— Start Document text —

Letractively / rdflib

Automatically exported from code.google.com/p/rdflib
Other
0 stars 0 forks source link

slice implementation for graphs #202

Open GoogleCodeExporter opened 8 years ago

GoogleCodeExporter commented 8 years ago
Python supports quite powerful "slice" mechanisms for collection-like things. 
Inspired by the use in scipy, I've tried to come up with a way to slice graphs. 

The branch "slice" (http://code.google.com/p/rdflib/source/browse/?name=slice)
includes an implementation and a test. 

The discussion below is also in the test file.

Slicing in python supports:
Slicing a range, i.e element 2-5, with a step 
slicing in more than one dimension with comma

normal lists only let you do ranges or single items

scipy lets you slice multidimensional arrays like this: 
{{{
array[(2,5),10:20]
}}}  
returns the 10-20th column of the 2nd and 5th row 
in python slice syntax
You can combine tuples and ranges, but not vice versa, i.e. 
i.e 
{{{
a[(0,1):2]
}}}
 is ok, although what is means is not defined for scipy 

{{{
a[(0:1),2]
}}} 
is NOT ok. 

In theory, a graph could be seen as a 3-dimensional array of booleans,
i.e. one dimension for subject, predicate, object, and bools whether 
this triple is contained in the graph. 

So we could use slice dimensions for each triple element, however, this
leaves us with range-slices unused, since there is no concept or order
for rdflib nodes (or there is lexical order, but it's not very useful)

Better is perhaps to pervert the slice object, 
and use start, stop, step as subject, predicate, object

This leaves us with several dimensions, i.e. several objects
And also with tuples used for start, stop, step...

— End Document text —
— Start Data excerpts —

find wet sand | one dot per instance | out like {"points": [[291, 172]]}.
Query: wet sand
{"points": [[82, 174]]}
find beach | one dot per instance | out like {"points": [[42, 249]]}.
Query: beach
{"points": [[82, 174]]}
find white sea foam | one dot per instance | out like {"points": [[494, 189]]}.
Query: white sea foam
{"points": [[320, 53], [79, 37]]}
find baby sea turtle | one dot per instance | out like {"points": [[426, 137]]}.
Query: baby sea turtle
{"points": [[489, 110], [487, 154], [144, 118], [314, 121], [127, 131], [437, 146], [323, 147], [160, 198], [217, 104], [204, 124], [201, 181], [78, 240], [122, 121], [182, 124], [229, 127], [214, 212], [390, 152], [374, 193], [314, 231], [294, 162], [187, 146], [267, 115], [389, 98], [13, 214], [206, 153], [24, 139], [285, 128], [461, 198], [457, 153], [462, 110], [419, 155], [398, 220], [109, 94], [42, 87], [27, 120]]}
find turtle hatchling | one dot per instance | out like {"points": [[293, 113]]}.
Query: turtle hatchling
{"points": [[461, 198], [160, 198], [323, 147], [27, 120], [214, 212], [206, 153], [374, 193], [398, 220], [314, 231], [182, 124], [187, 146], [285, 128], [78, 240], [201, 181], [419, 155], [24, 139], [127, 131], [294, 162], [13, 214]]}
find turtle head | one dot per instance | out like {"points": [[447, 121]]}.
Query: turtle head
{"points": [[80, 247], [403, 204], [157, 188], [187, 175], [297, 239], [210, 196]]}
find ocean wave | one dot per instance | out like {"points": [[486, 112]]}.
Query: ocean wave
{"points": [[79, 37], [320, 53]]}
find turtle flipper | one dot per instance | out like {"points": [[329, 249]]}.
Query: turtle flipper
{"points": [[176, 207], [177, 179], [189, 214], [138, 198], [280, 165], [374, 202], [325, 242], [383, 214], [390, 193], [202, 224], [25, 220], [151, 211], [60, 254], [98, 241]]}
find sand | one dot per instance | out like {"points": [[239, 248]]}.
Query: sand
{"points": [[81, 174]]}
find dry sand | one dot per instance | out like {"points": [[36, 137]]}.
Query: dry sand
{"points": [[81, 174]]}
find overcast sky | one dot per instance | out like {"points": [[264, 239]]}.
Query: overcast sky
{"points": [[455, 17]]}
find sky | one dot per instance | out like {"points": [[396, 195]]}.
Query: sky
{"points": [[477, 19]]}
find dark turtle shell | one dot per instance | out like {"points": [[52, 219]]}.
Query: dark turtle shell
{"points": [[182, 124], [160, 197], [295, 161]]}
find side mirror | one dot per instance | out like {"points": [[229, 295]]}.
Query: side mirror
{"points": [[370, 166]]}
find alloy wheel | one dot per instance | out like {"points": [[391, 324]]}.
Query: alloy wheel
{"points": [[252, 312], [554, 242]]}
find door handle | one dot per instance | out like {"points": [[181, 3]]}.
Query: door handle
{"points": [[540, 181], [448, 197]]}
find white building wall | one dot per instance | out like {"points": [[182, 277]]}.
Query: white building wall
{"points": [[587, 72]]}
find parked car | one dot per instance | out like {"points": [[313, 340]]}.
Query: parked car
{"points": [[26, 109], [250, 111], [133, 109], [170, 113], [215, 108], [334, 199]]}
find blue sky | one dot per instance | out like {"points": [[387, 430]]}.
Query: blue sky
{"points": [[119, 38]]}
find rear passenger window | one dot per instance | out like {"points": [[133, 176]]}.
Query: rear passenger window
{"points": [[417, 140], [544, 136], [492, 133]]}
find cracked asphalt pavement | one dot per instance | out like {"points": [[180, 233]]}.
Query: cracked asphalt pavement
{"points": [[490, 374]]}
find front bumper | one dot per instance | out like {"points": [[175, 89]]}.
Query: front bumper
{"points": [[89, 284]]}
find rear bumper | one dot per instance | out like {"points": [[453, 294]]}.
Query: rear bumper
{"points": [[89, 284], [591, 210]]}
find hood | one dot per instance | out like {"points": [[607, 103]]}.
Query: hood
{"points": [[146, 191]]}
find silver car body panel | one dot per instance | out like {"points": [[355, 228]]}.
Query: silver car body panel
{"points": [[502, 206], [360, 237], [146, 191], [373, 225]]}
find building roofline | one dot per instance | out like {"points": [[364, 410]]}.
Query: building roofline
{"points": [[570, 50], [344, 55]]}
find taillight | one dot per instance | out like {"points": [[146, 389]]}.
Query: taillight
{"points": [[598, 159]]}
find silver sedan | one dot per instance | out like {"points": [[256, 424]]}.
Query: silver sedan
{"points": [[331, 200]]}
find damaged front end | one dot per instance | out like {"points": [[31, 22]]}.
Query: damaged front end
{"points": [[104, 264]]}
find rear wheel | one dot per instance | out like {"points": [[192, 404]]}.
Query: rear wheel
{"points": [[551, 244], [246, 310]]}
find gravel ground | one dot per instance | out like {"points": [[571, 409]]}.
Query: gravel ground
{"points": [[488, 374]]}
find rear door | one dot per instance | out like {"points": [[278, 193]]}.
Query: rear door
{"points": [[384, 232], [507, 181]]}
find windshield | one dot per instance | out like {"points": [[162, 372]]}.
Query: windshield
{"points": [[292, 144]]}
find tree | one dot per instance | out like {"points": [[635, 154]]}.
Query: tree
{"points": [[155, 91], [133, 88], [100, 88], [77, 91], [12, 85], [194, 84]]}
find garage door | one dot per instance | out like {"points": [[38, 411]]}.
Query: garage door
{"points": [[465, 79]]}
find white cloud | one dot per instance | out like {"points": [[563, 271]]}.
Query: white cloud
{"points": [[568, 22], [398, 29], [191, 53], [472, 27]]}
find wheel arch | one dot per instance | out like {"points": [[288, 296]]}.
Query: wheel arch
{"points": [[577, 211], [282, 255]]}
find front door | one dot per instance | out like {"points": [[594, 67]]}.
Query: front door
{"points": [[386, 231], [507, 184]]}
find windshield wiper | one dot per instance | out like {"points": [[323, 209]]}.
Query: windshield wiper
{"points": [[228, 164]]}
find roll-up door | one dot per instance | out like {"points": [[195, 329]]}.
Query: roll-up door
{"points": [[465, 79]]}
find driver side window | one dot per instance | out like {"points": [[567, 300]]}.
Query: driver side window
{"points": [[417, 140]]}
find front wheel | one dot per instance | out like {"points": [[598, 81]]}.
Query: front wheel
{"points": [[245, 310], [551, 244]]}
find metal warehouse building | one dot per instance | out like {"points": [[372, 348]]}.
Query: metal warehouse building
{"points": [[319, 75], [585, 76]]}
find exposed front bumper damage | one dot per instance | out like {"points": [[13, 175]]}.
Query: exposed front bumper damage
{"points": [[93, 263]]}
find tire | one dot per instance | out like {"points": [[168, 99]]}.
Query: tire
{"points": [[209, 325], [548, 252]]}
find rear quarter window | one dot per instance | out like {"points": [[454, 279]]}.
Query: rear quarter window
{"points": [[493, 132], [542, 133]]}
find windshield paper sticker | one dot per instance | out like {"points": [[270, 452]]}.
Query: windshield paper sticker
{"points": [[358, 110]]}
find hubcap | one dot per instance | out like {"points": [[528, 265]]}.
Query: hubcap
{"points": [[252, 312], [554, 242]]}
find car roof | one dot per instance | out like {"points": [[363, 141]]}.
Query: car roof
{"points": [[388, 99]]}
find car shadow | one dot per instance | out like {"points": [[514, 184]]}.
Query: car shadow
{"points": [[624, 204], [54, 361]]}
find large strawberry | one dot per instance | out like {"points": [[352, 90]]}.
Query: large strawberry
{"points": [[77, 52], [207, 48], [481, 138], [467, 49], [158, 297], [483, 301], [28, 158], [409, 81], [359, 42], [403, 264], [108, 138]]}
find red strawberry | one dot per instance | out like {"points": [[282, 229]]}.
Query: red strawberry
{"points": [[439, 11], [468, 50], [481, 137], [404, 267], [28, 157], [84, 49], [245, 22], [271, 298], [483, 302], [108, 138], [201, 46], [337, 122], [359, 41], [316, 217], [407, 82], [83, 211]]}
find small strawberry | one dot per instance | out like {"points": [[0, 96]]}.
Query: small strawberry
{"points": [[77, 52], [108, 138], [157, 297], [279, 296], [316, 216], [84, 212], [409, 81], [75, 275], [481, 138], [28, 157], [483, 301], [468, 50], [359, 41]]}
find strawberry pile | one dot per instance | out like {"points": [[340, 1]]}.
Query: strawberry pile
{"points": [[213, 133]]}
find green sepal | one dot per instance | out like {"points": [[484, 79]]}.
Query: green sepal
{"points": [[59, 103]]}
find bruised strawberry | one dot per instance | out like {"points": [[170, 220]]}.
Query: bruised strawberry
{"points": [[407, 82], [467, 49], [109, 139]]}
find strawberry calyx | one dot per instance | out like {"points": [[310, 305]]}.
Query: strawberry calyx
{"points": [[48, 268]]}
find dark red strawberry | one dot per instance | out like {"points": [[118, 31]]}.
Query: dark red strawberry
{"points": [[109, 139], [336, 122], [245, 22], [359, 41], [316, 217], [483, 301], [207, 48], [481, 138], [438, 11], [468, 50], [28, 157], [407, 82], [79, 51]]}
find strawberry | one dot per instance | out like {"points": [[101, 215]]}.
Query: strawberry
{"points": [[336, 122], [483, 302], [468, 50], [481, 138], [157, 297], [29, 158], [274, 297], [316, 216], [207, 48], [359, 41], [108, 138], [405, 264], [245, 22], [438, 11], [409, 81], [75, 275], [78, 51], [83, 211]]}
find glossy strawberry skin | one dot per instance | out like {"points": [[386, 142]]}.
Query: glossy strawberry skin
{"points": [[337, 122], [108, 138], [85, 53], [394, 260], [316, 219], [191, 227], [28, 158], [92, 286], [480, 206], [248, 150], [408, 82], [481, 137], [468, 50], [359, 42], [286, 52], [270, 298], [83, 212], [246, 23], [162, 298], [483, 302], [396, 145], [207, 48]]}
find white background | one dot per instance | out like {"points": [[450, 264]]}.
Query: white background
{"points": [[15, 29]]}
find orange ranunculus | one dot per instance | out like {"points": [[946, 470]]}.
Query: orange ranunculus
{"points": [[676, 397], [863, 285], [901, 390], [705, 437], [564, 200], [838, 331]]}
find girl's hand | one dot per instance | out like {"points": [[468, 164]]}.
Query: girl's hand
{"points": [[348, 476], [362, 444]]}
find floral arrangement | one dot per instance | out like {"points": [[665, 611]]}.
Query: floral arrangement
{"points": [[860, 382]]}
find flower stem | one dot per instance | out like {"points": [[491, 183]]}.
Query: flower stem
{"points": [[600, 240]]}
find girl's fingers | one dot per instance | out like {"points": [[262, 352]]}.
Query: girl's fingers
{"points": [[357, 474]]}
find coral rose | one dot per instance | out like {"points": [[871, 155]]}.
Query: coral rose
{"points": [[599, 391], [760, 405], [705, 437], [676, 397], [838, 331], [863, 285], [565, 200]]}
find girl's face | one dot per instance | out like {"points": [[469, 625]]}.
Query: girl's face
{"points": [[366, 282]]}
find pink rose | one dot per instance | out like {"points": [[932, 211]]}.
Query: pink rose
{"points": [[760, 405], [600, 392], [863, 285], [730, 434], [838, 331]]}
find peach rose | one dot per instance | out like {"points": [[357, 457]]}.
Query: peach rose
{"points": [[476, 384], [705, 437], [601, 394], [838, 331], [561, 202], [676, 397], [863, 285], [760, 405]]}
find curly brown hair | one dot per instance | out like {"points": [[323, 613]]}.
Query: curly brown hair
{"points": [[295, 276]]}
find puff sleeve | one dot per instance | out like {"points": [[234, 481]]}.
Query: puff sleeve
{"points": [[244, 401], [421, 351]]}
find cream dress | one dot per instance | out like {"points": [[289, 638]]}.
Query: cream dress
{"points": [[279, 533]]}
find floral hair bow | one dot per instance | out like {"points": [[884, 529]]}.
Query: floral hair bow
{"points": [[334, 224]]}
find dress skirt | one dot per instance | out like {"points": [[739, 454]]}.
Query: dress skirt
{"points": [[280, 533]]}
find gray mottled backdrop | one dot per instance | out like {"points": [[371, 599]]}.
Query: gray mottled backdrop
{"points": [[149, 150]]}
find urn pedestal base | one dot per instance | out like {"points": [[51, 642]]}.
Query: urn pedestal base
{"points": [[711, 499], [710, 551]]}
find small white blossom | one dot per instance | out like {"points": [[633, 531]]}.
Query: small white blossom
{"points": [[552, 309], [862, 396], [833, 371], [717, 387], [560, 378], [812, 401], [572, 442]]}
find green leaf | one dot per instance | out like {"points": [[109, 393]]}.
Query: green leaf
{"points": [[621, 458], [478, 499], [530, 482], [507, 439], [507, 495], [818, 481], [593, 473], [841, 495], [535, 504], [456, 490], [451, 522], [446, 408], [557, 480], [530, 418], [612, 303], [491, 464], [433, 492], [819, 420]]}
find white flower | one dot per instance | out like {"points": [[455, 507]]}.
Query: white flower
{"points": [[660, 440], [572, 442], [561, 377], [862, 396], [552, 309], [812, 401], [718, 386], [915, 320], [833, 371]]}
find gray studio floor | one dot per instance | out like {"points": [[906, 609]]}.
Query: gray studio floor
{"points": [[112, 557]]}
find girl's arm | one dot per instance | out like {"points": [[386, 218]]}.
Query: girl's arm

— End Data excerpts —

Extend the text on slicing rdflib graphs, beginning right after its last sentence and keeping its voice.

Functions that would be interesting would be:
 * disjunction - matching either of the patterns given
 * conjunction - matching all of the patterns given
 * property-paths - going further in the graph

Gut feeling tells me that conjunction is least useful, 
i.e. neither of these strike me as very useful:
[(bob,bill):likes] - everything bob AND bill likes
[bob:(likes,hates)] - everything bob likes AND hates
[::(pizza,cheese)] - everything about pizza AND cheese

but the disjunction case does seem useful:
[resource:(SKOS.prefLabel,RDFS.label)] -  
    give me either of the two label properties
[:RDF.type:(RDFS.Class,OWL.Class)] - 
    give me all RDFS classes or OWL classes

I think having paths would very nice - i.e.:
g[resource:RDF.type,:RDFS.label] -> get me all labels of the types of this thing

I have implemented disjunction and paths.

One problem with using slices and :: notation for the s,p,o part is that 
this does not generalize to ConjunctiveGraphs, as slices can only have 3 parts. 
However, maybe one does not want to mix and match contexts very often, so 
having 
a simple __getitem__ which is the same as get_graph on ConjunctiveGraphs is 
probably enough: 
{{{
cg[mycontext][:RDF.type,:RDFS.label] 
}}}
This is not implemented atm.

Below are some examples - that should make it much clearer

all operations return generators over full triples - 
although one could try to be clever, and match subject_predicates 
and related functions, and only return tuples - depending on what was given
I think this would be too confusing.

Original issue reported on code.google.com by gromgull on 15 Jan 2012 at 2:42

GoogleCodeExporter commented 8 years ago
(And thanks google code for not letting me edit the issue description.)

I obviously like what I've suggested, I could think of a handful of reasons 
against this though:
 * It doesn't yield the most readable code... and the unclear operator precedence of : and , does not help, i.e. g[me,:RDF.type,RDFS.label] vs. g[me,:(RDF.type,RDFS.label)] (one means, give me the type AND label of all things the resource "me" is linked to, the other says give me the type, then the label of the type) 
 * Python in general is moving AWAY from special syntax, like % for string formatting disappearing in py3. 
 * The pythonic commandment, there should be one way and one way only to do it - this is another way of doing much the same as triples, subject_predicates, etc.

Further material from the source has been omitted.